◆ What the task asks ◆
Copy the lines starting with the one containing "target: brown leaf" and going on through the end of the listing, requests included, with every point coordinate scaled by 0.2 and rounded to a whole number, halves going up. Leave the pictures out.

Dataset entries
※

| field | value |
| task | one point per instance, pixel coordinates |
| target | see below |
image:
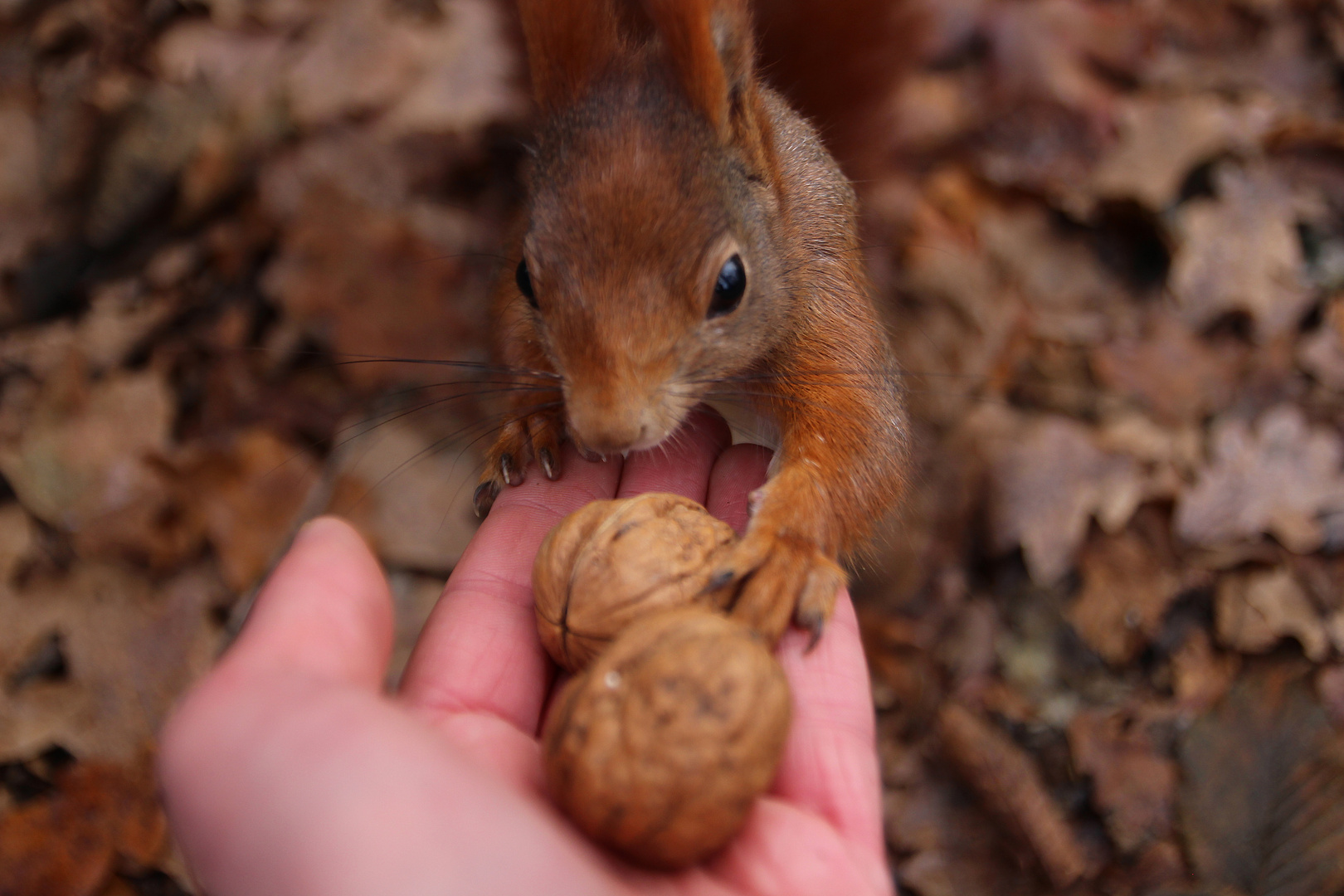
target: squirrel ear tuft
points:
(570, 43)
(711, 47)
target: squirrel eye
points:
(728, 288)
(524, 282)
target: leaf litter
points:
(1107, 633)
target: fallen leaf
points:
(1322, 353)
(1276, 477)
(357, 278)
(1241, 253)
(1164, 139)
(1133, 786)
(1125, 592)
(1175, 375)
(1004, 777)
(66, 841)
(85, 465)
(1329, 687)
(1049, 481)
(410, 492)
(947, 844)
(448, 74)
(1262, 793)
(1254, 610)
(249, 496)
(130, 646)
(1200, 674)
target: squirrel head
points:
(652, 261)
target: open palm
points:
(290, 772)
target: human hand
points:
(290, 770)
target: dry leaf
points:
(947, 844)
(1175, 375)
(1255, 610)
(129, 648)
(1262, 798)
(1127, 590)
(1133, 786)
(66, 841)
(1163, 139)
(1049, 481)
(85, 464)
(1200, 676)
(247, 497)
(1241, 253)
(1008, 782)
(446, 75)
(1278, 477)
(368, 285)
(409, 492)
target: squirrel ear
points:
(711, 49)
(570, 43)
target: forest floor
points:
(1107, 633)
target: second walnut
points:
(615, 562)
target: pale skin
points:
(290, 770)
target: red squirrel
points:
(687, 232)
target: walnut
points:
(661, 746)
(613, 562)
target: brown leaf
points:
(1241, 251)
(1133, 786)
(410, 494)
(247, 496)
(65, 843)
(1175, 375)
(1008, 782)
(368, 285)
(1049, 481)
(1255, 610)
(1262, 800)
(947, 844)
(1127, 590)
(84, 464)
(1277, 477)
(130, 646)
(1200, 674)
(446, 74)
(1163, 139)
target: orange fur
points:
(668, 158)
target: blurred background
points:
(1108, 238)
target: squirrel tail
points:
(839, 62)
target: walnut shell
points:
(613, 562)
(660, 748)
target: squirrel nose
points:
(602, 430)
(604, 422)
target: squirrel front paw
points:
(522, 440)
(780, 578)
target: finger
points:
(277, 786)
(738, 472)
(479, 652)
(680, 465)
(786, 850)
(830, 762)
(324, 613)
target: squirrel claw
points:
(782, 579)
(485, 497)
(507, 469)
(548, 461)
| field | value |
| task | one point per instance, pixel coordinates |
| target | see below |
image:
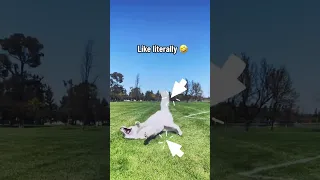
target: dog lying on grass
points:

※

◆ Result below ◆
target: brown leaf
points:
(248, 50)
(227, 157)
(82, 99)
(49, 99)
(13, 169)
(235, 75)
(202, 156)
(74, 57)
(210, 96)
(251, 122)
(252, 160)
(189, 169)
(225, 118)
(17, 93)
(255, 95)
(26, 129)
(240, 135)
(89, 15)
(233, 28)
target: orange fur
points:
(134, 32)
target: blurred background
points:
(222, 48)
target: squirrel tail
points:
(168, 12)
target: walnut shell
points:
(123, 112)
(132, 150)
target: squirrel nose
points:
(120, 86)
(121, 84)
target: squirrel front paw
points:
(104, 88)
(156, 116)
target: finger
points:
(55, 157)
(148, 94)
(96, 130)
(136, 93)
(157, 170)
(166, 152)
(65, 123)
target: squirrel claw
points:
(156, 116)
(97, 99)
(101, 94)
(110, 92)
| field | value |
| task | one point per instance, pixel coordinates |
| target | see below |
image:
target: dog lying on grass
points:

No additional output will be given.